● PROVIDED PASSAGE:
Eater NY headed to the newest Manhattan restaurant from Major Food Group to find out

Say what you want about Major Food Group, comprising Rich Torrisi and Mario Carbone, along with their partner, Jeff Zalaznick, who’ve opened a conglomerate of restaurants across the globe — many of them named after themselves. Let’s face it: They’re long on appeal, or they wouldn’t be doing so well.

Maybe it’s because they make restaurantgoers feel like they belong, that they’re part of an exclusive New York set (if only for a night). It’s a thrill to score a reservation at Carbone. A lucky few can afford to dine at the Grill in the former Four Seasons, or can pay thousands of dollars for a members-only New York branch of ZZ’s Club.

Perhaps Major Food Group restaurants are well-liked because they’re quite good: Deep pockets and culinary training allow them to tend to details the way few restaurant groups can, procuring top-of-the-line ingredients and assembling a dining room that’s just so. That’s in line with what New York Times food critic Pete Wells says in his recent three-star review of Torrisi Bar & Restaurant, in which he also points out that it may well be “polarizing” for its size, the expense, and the noise, as well as the fact that on his visits, the front-of-house employees were primarily men.

● MATERIAL:

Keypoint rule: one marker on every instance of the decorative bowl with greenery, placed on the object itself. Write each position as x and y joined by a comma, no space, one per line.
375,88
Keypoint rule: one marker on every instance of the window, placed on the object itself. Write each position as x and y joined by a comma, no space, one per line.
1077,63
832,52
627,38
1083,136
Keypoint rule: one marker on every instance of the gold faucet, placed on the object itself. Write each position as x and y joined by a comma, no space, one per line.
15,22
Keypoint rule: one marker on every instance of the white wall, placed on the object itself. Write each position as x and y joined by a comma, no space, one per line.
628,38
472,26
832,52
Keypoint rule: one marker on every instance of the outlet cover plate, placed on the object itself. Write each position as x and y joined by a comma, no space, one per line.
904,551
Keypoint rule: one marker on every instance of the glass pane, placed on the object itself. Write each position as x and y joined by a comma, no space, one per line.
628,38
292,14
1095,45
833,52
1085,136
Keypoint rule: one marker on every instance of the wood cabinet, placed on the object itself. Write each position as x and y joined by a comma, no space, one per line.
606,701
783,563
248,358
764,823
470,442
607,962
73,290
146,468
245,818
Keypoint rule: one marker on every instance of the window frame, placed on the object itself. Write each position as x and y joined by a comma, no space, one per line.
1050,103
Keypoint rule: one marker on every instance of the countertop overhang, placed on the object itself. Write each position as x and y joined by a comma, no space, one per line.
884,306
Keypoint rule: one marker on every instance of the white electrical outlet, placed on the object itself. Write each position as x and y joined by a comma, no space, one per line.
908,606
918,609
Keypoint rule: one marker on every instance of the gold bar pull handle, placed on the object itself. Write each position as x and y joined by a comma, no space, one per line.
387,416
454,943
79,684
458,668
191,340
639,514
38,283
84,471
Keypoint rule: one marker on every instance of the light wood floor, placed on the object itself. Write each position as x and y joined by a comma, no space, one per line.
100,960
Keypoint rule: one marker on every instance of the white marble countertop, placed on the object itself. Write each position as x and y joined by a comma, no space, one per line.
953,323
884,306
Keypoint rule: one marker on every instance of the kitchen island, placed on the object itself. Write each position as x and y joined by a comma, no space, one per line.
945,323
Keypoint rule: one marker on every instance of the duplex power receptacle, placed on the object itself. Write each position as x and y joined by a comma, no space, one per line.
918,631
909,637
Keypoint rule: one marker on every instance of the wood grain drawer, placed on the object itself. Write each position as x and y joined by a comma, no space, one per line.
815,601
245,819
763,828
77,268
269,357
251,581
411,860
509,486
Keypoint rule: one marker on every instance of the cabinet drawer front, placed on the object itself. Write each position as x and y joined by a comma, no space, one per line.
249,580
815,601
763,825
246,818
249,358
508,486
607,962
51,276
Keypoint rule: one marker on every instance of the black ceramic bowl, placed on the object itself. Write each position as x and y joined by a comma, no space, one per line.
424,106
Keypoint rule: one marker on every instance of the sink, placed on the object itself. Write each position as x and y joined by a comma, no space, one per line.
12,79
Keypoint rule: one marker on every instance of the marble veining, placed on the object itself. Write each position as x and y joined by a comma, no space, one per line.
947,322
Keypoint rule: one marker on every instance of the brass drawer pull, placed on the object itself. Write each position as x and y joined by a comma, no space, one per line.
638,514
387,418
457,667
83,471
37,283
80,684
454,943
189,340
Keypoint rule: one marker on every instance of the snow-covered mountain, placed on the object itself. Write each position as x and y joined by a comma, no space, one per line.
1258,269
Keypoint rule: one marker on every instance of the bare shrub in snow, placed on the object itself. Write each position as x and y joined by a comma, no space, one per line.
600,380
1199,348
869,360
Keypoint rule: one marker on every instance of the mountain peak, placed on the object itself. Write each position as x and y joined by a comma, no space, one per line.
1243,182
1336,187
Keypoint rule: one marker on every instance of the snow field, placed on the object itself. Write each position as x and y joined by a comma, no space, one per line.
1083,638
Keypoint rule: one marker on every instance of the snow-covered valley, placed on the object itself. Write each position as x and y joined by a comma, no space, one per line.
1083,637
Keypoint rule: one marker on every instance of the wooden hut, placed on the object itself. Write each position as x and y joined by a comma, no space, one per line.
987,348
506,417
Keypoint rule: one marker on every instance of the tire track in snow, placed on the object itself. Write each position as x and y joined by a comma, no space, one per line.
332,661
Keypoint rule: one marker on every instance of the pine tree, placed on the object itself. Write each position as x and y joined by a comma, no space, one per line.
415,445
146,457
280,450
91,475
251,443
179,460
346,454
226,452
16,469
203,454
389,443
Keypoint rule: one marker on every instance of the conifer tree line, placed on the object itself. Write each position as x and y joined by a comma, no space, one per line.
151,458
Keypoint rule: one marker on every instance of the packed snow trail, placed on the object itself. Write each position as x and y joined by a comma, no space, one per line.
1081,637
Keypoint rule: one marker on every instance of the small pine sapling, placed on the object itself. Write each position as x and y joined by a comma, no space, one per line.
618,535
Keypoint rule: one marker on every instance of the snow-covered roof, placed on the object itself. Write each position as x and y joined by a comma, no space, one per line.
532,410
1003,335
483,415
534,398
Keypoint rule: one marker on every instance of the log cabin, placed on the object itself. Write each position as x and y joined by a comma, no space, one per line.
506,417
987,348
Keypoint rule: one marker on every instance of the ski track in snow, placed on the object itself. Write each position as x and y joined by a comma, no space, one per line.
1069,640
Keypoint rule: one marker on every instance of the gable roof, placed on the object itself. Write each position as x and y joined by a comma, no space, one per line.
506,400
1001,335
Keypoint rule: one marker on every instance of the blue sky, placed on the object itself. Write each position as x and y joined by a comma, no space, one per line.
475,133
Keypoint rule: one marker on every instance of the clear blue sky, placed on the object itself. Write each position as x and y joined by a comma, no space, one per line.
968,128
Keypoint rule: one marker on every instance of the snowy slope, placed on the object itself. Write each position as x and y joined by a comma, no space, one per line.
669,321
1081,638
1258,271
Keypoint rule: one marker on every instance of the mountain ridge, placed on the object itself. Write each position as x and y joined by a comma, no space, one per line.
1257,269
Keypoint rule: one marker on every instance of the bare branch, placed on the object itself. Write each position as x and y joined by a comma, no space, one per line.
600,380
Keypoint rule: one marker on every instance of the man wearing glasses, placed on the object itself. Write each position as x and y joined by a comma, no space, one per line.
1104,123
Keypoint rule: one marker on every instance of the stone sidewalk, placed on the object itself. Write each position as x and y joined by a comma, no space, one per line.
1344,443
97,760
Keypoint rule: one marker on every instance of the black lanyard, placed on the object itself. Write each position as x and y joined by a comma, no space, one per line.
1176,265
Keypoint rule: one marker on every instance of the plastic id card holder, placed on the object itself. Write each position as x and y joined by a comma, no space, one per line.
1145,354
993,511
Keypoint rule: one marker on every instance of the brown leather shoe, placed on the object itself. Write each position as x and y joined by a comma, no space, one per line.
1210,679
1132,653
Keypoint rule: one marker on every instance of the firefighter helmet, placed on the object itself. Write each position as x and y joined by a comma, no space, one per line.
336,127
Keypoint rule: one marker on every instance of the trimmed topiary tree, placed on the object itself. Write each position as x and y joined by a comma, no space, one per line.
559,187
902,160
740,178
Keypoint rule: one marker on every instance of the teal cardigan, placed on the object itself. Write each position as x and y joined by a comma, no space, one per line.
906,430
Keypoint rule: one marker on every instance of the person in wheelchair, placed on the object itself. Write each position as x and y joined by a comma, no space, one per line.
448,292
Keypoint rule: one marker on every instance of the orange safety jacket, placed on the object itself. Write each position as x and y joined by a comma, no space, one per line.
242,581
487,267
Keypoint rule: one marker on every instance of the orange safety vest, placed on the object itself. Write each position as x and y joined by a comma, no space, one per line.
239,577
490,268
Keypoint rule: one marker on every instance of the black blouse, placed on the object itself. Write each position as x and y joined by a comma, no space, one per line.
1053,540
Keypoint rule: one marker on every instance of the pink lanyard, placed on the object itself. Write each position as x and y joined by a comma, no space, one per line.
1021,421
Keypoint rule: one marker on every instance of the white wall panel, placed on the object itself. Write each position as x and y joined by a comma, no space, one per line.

● WHAT YOU NEED TO DO:
**A.** Name every person identified by name in the Major Food Group passage.
**B.** Rewrite the Major Food Group passage, beginning at the words "Say what you" and stopping after "doing so well.", with "collection" substituted for "conglomerate".
**C.** In the Major Food Group passage, what star rating did Pete Wells give Torrisi Bar & Restaurant?
Base every answer on the Major Food Group passage alone.

● SOLUTIONS TO EACH TASK:
**A.** Rich Torrisi, Mario Carbone, Jeff Zalaznick, Pete Wells

**B.**
Say what you want about Major Food Group, comprising Rich Torrisi and Mario Carbone, along with their partner, Jeff Zalaznick, who’ve opened a collection of restaurants across the globe — many of them named after themselves. Let’s face it: They’re long on appeal, or they wouldn’t be doing so well.

**C.** Three stars.